**Page text:**
———
Roundup Tracker - Issues

Issue 1344046

classification
Search for "All text" can't find some Unicode words
Type: behavior Severity: normal
Components: Database Versions:
process
Status: fixed fixed
:
: rouilj : ezio.melotti, pefu, richard, rouilj
Priority: normal : patch

Created on 2005-10-31 16:33 by anonymous, last changed 2019-10-30 22:07 by rouilj.

Messages
msg2046 Author: [hidden] (anonymous) Date: 2005-10-31 16:33
The fulltext search implemented in
backends\indexer_rdbms.py is not able to find words
having specific unicode characters in them. One such
character is the german 'u umlaut' ('ü'), which does
not survive the upper() statement in find().

E. g., if you search for 'Sprünge', wordlist first
contains 'SPR\xc3\x9cNGE', then 'SPR\xc3\x8cNGE'.

To fix this, i replaced line 82:

82c82,83
<         l = [word.upper() for word in wordlist if 26
> len(word) > 1]
---
>         l = [unicode(word, "utf-8",
"replace").upper().encode("utf-8", "replace")
>             for word in wordlist if 26 > len(word) > 1]

woe@gmx.net
msg2047 Author: [hidden] (anonymous) Date: 2007-01-29 18:25
Logged In: NO 

Words with UTF-8 characters are wrongly detected in indexer_ backends.
UTF-8 characters splits words now.

Original in indexer_xapian.py:
for match in re.finditer(r'\b\w{2,25}\b', text.upper()):
  word = match.group(0)

OK:
for match in re.finditer(r'\b\w{2,25}\b', unicode(text, "utf-8","replace").upper(), re.UNICODE):
  word = match.group(0).encode("utf-8", "replace")
msg6451 Author: [hidden] (pefu) Date: 2019-04-03 10:46
Today a coworker surprised me: Indeed he was unable to find a certain
issue in our database because the search term he used contained a german
umlaut. 

Is there any technical reason why the proposed patch has not been
applied in the roundup code base during the past twelve years?

Best regards, Peter Funk
msg6469 Author: [hidden] (rouilj) Date: 2019-04-29 00:45
Hi Peter. I don't know a technical reason why the code wasn't changed.
———
**Supplied material:**
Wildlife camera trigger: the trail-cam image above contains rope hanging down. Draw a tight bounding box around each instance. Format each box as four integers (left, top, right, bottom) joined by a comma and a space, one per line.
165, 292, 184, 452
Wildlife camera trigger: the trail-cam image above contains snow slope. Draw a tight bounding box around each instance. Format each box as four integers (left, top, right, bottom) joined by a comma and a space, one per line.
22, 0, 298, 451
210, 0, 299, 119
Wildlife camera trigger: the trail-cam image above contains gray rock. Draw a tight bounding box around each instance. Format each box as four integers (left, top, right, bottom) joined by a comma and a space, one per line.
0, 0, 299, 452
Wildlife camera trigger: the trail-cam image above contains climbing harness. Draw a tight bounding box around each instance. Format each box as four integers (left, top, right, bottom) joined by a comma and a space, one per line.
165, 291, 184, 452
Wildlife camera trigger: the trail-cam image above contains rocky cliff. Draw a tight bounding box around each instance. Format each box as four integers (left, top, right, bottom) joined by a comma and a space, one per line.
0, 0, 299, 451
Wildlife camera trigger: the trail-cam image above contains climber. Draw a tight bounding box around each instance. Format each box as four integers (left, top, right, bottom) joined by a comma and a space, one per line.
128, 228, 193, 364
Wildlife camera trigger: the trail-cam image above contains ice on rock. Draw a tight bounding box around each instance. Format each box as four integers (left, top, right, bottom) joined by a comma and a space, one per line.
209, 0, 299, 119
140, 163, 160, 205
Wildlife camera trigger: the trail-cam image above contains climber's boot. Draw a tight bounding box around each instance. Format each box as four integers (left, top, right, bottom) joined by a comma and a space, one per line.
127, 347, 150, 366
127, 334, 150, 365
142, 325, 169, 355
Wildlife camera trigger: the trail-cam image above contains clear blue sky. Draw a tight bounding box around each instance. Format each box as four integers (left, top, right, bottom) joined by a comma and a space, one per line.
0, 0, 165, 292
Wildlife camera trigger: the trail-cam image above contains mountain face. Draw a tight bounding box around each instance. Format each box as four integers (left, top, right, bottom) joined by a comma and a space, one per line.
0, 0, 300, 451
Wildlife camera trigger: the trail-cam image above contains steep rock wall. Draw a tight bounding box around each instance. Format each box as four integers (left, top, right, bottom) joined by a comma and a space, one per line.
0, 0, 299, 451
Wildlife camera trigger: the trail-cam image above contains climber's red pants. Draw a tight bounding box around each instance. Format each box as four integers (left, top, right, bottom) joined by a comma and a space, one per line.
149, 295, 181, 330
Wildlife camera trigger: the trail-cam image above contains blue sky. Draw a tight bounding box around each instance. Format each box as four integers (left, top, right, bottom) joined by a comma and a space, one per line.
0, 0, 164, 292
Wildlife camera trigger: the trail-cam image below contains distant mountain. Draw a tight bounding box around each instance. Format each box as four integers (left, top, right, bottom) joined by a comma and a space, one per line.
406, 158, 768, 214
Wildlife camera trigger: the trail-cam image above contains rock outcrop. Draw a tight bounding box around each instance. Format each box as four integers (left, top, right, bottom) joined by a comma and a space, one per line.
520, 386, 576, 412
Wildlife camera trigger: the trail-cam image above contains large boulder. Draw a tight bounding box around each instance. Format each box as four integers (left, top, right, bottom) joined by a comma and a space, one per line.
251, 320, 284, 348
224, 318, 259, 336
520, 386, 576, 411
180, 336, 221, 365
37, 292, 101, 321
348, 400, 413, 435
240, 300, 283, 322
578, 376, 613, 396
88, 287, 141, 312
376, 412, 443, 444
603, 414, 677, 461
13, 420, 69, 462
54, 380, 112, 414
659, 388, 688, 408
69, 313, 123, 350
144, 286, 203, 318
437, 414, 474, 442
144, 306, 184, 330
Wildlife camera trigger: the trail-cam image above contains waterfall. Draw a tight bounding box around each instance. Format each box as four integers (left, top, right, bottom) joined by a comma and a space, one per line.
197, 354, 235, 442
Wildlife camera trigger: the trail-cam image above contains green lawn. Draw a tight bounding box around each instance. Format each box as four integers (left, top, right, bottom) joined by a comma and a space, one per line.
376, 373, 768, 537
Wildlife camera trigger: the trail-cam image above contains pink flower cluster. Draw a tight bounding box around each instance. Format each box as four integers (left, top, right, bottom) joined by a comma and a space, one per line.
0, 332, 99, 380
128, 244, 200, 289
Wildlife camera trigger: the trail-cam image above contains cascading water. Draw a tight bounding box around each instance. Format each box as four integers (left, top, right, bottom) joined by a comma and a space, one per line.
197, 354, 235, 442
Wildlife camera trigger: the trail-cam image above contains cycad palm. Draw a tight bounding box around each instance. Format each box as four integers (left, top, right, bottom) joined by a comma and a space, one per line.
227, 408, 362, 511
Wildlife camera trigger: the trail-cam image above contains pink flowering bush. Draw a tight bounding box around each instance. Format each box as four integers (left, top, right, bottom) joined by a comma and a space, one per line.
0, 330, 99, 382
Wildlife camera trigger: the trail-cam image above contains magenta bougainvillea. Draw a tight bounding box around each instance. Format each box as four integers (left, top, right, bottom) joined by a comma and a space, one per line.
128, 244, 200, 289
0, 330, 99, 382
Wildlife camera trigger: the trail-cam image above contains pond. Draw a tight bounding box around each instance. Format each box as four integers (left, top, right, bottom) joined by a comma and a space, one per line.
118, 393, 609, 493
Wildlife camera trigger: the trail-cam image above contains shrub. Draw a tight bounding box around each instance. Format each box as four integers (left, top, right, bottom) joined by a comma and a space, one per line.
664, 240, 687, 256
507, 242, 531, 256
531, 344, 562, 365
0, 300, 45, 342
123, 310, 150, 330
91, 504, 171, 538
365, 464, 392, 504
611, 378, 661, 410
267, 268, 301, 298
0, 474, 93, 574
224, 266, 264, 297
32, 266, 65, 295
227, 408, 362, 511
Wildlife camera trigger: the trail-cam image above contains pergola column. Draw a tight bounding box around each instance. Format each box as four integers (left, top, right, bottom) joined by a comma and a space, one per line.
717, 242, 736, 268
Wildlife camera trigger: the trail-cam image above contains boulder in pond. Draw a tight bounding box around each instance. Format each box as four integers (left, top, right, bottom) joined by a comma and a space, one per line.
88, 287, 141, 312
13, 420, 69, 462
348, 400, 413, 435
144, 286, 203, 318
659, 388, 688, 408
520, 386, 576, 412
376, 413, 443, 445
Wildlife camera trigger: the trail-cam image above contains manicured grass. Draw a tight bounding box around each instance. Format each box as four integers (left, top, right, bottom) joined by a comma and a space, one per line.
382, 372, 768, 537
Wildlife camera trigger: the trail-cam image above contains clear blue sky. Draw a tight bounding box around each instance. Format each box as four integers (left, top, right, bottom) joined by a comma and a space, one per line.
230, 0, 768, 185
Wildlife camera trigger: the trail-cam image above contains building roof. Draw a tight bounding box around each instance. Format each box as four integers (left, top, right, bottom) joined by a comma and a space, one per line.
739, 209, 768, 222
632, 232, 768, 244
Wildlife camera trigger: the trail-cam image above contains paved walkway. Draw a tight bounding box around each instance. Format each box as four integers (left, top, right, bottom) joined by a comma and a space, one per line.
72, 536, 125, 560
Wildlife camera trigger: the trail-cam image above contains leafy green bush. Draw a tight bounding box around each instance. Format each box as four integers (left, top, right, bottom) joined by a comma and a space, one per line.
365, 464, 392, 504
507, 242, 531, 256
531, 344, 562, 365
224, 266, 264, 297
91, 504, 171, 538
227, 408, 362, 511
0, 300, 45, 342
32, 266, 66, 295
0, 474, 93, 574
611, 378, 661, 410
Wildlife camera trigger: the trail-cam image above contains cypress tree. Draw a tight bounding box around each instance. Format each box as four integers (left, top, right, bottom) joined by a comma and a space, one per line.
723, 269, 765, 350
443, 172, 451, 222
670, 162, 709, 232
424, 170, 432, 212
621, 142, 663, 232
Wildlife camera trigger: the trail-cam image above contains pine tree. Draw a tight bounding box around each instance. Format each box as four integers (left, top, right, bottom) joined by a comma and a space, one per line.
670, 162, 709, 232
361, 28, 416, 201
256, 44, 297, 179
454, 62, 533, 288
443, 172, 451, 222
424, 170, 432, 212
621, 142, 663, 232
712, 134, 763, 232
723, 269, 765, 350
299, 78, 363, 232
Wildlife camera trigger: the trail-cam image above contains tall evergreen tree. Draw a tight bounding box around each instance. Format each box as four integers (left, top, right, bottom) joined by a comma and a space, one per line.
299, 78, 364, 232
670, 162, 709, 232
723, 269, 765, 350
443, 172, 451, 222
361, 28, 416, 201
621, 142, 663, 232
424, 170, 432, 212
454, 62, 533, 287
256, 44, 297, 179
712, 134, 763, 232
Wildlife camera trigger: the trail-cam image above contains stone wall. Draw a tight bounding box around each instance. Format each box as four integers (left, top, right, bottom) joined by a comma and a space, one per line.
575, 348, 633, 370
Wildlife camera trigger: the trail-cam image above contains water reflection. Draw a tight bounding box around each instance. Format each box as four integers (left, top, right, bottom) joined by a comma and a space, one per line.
———
**What you will do:** Rewrite the part of the issue page that opens with the words containing "msg6451 Author: [hidden]" and closes with "code wasn't changed.", putting "colleague" wherever "coworker" appears. The material after the issue page is separate from it.

**Complete response:**
msg6451 Author: [hidden] (pefu) Date: 2019-04-03 10:46
Today a colleague surprised me: Indeed he was unable to find a certain
issue in our database because the search term he used contained a german
umlaut. 

Is there any technical reason why the proposed patch has not been
applied in the roundup code base during the past twelve years?

Best regards, Peter Funk
msg6469 Author: [hidden] (rouilj) Date: 2019-04-29 00:45
Hi Peter. I don't know a technical reason why the code wasn't changed.